What the task requires: Copy the records below line for line, keeping every character unchanged.

— START —

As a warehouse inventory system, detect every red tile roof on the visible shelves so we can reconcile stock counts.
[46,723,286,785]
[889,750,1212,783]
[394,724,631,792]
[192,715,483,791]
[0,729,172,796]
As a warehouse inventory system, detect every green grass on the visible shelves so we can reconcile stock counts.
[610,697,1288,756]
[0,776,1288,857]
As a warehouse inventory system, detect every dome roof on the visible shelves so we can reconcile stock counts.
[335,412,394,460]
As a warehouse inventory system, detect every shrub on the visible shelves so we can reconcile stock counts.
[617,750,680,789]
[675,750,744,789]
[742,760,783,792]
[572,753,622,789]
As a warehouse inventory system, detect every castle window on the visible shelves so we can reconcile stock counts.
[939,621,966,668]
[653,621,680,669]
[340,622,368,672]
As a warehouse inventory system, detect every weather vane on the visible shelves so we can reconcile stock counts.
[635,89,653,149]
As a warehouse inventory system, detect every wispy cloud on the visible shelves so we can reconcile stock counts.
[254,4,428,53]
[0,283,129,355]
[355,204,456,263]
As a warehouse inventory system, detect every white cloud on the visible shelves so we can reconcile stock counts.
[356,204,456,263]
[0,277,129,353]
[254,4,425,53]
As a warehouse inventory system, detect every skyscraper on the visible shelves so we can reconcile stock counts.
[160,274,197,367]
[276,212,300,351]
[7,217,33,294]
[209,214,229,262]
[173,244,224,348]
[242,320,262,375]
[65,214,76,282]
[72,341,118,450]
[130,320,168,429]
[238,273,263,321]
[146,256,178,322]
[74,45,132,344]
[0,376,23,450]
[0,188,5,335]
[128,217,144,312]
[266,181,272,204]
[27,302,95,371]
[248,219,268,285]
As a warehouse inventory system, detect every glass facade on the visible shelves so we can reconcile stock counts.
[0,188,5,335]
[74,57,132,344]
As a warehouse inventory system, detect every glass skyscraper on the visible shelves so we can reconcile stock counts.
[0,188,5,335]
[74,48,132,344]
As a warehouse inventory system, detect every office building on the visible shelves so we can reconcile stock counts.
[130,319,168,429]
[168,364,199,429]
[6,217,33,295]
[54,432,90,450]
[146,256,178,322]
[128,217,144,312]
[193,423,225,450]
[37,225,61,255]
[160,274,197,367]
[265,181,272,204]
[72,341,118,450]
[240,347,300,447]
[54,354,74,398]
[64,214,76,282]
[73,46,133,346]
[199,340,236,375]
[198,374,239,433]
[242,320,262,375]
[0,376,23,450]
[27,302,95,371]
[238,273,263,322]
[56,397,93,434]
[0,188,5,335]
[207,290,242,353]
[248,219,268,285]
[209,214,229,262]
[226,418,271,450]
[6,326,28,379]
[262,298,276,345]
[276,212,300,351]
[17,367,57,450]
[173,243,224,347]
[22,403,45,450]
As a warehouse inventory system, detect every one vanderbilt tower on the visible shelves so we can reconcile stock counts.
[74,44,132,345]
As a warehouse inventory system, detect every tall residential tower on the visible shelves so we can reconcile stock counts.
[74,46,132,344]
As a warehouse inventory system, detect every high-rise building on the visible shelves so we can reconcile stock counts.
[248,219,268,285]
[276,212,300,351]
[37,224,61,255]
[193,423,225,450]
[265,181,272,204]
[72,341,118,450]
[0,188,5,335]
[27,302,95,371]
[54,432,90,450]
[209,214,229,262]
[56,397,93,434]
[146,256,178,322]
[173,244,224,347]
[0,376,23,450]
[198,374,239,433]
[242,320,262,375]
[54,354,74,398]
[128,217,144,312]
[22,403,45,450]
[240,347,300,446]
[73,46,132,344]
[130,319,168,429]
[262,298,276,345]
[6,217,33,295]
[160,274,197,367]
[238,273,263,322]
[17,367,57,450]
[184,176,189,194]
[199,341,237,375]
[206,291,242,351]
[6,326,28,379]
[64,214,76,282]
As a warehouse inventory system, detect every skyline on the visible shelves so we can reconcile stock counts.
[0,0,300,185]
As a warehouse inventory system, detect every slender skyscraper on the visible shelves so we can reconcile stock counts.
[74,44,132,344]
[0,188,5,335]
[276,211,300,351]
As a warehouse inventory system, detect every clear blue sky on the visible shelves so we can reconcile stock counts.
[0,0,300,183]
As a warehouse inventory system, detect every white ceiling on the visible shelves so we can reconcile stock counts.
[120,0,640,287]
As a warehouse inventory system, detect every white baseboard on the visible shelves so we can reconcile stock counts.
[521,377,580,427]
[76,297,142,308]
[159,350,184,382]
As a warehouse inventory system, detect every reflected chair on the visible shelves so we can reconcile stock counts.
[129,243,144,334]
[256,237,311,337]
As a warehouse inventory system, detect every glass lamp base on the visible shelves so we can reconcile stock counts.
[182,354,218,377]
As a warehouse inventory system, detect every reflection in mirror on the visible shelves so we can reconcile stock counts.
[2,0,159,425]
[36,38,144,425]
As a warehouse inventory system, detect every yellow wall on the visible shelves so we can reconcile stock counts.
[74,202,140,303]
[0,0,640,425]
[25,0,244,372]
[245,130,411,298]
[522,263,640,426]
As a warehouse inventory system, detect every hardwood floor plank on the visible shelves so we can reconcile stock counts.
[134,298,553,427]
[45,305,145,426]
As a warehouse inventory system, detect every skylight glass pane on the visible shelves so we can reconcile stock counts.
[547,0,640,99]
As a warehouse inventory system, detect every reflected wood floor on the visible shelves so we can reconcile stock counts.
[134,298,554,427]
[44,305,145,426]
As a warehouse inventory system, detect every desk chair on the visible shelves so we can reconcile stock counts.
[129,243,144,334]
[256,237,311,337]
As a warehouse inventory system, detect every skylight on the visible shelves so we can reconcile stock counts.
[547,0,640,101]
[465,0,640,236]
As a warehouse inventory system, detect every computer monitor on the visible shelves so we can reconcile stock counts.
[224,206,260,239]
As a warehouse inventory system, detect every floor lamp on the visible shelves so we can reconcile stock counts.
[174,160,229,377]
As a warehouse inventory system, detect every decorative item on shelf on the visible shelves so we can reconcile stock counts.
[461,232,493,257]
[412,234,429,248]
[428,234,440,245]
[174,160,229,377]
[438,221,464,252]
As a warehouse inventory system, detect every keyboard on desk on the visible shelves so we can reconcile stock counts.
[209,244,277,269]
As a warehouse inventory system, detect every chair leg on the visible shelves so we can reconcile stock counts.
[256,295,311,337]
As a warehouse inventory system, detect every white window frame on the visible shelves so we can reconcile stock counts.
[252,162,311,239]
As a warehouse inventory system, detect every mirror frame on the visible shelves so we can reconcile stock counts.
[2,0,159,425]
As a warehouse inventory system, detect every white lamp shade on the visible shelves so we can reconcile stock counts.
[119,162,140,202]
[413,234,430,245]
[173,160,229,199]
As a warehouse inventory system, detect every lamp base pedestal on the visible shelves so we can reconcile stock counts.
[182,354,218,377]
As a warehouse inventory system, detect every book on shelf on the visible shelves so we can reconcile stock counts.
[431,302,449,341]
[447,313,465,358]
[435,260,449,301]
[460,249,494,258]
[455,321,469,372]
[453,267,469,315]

— END —

Answer to this exercise:
As a warehouse inventory system, detect every red tile roof on the visible shelves so we can reconcile stock counts.
[46,723,286,785]
[889,750,1212,783]
[394,724,631,792]
[192,715,483,791]
[0,729,172,796]
As a warehouse inventory system, detect every green grass on the visible shelves so we can reconcile stock counts.
[610,697,1288,756]
[0,776,1288,857]
As a warehouse inventory system, detect every dome roof on the visible shelves so we can reconcile stock counts.
[335,412,394,460]
As a warehouse inventory system, detect every shrub on the visible shelves so we can reconcile stock counts.
[617,750,680,789]
[675,750,744,789]
[742,760,783,792]
[572,753,622,789]
As a warehouse inventory system, detect every castle window on the visible shelves so we can reconcile stock counts.
[939,621,966,668]
[653,621,680,669]
[340,622,368,672]
As a warehouse inventory system, detect every weather vane on the visible shelves so we can reconcile stock counts.
[635,89,653,149]
As a warehouse inventory system, detect every wispy cloud on the visible shelves so we can reconcile stock counts.
[254,4,428,53]
[0,283,129,355]
[355,204,456,263]
As a warehouse inventory system, detect every white cloud on the visible shelves so we can reconcile stock counts.
[356,204,456,263]
[0,277,129,353]
[254,4,425,53]
As a warehouse inventory system, detect every skyscraper on the visible shelves so we can reconcile stock counts.
[160,274,197,367]
[276,212,300,351]
[7,217,33,294]
[209,214,229,262]
[173,244,224,348]
[242,320,262,375]
[65,214,76,282]
[72,341,118,450]
[130,320,168,429]
[238,273,263,321]
[146,256,178,322]
[74,45,132,344]
[0,376,23,450]
[0,188,5,335]
[128,217,144,312]
[266,181,272,204]
[27,302,95,371]
[248,219,268,285]
As a warehouse inventory system, detect every glass facade on the visible shelves so we can reconcile stock counts.
[0,188,5,335]
[74,57,132,344]
As a warehouse inventory system, detect every glass skyscraper on the visible shelves so we can reconcile stock counts.
[0,188,5,335]
[74,48,132,344]
As a warehouse inventory system, detect every office building on the visible shelves so we can reconcile stock counts.
[130,319,168,429]
[168,364,199,429]
[6,217,33,295]
[54,432,90,450]
[146,256,178,322]
[128,217,144,312]
[193,423,225,450]
[37,225,61,255]
[160,274,197,367]
[265,181,272,204]
[72,341,118,450]
[240,347,300,447]
[54,354,74,398]
[64,214,76,282]
[73,46,133,346]
[199,340,236,375]
[198,374,239,433]
[242,320,262,375]
[0,376,23,450]
[27,302,95,371]
[238,273,263,322]
[56,397,93,434]
[0,188,5,335]
[207,290,242,353]
[248,219,268,285]
[209,214,229,262]
[226,418,271,450]
[6,326,28,379]
[262,298,276,345]
[276,212,300,351]
[17,367,57,450]
[173,243,224,347]
[22,403,45,450]
As a warehouse inventory system, detect every one vanderbilt tower on the visible shelves so we can reconcile stock counts.
[74,44,132,345]
As a warehouse inventory system, detect every tall residential tower on the visible shelves so we can reconcile stock counts.
[74,46,132,344]
As a warehouse inventory system, detect every high-rise building on the visible shelves so we can reconcile stock counts.
[248,219,268,285]
[276,212,300,351]
[37,224,61,255]
[193,423,225,450]
[265,181,272,204]
[72,341,118,450]
[0,188,5,335]
[27,302,95,371]
[54,432,90,450]
[209,214,229,262]
[56,397,93,434]
[146,256,178,322]
[173,244,224,347]
[0,376,23,450]
[198,374,239,433]
[242,320,262,375]
[54,354,74,398]
[128,217,144,312]
[22,403,45,450]
[240,347,300,446]
[73,46,132,344]
[130,319,168,429]
[262,298,276,345]
[6,217,33,295]
[160,274,197,367]
[238,273,263,322]
[17,367,57,450]
[184,176,189,194]
[199,341,237,375]
[206,291,242,351]
[6,326,28,379]
[64,214,76,282]
As a warehouse inventory system, detect every skyline on the visible shelves so we can reconcile stock counts.
[0,0,300,185]
As a warehouse inventory system, detect every slender skyscraper on the visible shelves so we can reconcile stock counts.
[74,44,132,344]
[0,188,5,335]
[276,211,300,351]
As a warehouse inventory system, detect every clear blue sky on the visible shelves so we can reconcile stock counts.
[0,0,300,183]
As a warehouse inventory system, detect every white ceiling on the visible shelves so we can reconcile stock counts.
[120,0,640,287]
As a warehouse inventory system, detect every white baseboard on the visible shelves so we can reconcile stock counts.
[521,377,580,427]
[76,297,142,308]
[159,350,184,382]
As a warehouse inventory system, detect every reflected chair on the visible shelves so we can reconcile stock counts.
[129,243,144,334]
[256,237,311,337]
As a warehouse inventory system, detect every glass lamp base on the visible shelves so we can reconcile stock counts.
[182,354,218,377]
As a warehouse inventory system, detect every reflection in mirror on the visible shelves so we can reconcile stock counts.
[2,0,159,425]
[36,38,144,425]
As a warehouse inventory system, detect every yellow wall on the visible shelves so we can reconcile stock counts.
[74,202,140,303]
[0,0,640,425]
[25,0,244,372]
[245,130,411,298]
[522,263,640,426]
As a warehouse inventory system, detect every hardwood floor plank on the visible shelves so we can reconcile stock counts.
[134,298,553,427]
[45,305,145,426]
As a warehouse inventory system, detect every skylight glass pane on the visible shelves so we can reconcile stock counts.
[547,0,640,99]
As a warehouse inventory system, detect every reflected wood floor on the visible shelves so we can reconcile stock counts.
[134,298,554,427]
[44,305,145,426]
As a warehouse inventory system, detect every desk chair on the visible shelves so we can reconcile stock counts.
[129,243,144,334]
[256,237,311,337]
As a warehouse inventory system, detect every skylight on the visible shelves so we can reconcile stock counts.
[547,0,640,101]
[465,0,640,236]
As a warehouse inventory system, detect every computer monitor on the visible shelves so we can reconcile stock counts.
[224,206,260,239]
As a warehouse inventory system, detect every floor lamp on the visible shelves so we can reconcile stock counts.
[174,160,229,377]
As a warehouse inventory system, detect every decorative item on shelf on the visible shelves so we can reconcile stock counts.
[461,232,493,257]
[412,234,429,248]
[428,234,440,245]
[174,160,229,377]
[438,221,464,252]
As a warehouse inventory system, detect every keyboard on desk on the visible shelves so we can reconcile stock counts.
[209,244,277,269]
As a warehouse inventory system, detect every chair leg on the visible shelves so we can reconcile stock counts.
[256,295,311,337]
As a warehouse inventory system, detect every white window frame on the visible shelves so we can reconcile stock counts.
[252,162,311,239]
As a warehouse inventory system, detect every mirror frame on the visible shelves so we can reconcile stock counts.
[2,0,159,425]
As a warehouse inventory system, detect every white lamp shade on the visible shelves so we can reconcile stock counts.
[119,162,140,202]
[413,234,430,245]
[173,160,229,199]
As a warehouse inventory system, detect every lamp base pedestal on the visible shelves so we can reconcile stock counts.
[182,354,218,377]
As a warehouse inventory system, detect every book on shelf on the visible shelves so we can reconcile stock counts.
[431,302,449,341]
[447,313,465,358]
[435,260,449,301]
[460,249,494,258]
[455,321,469,372]
[453,267,469,315]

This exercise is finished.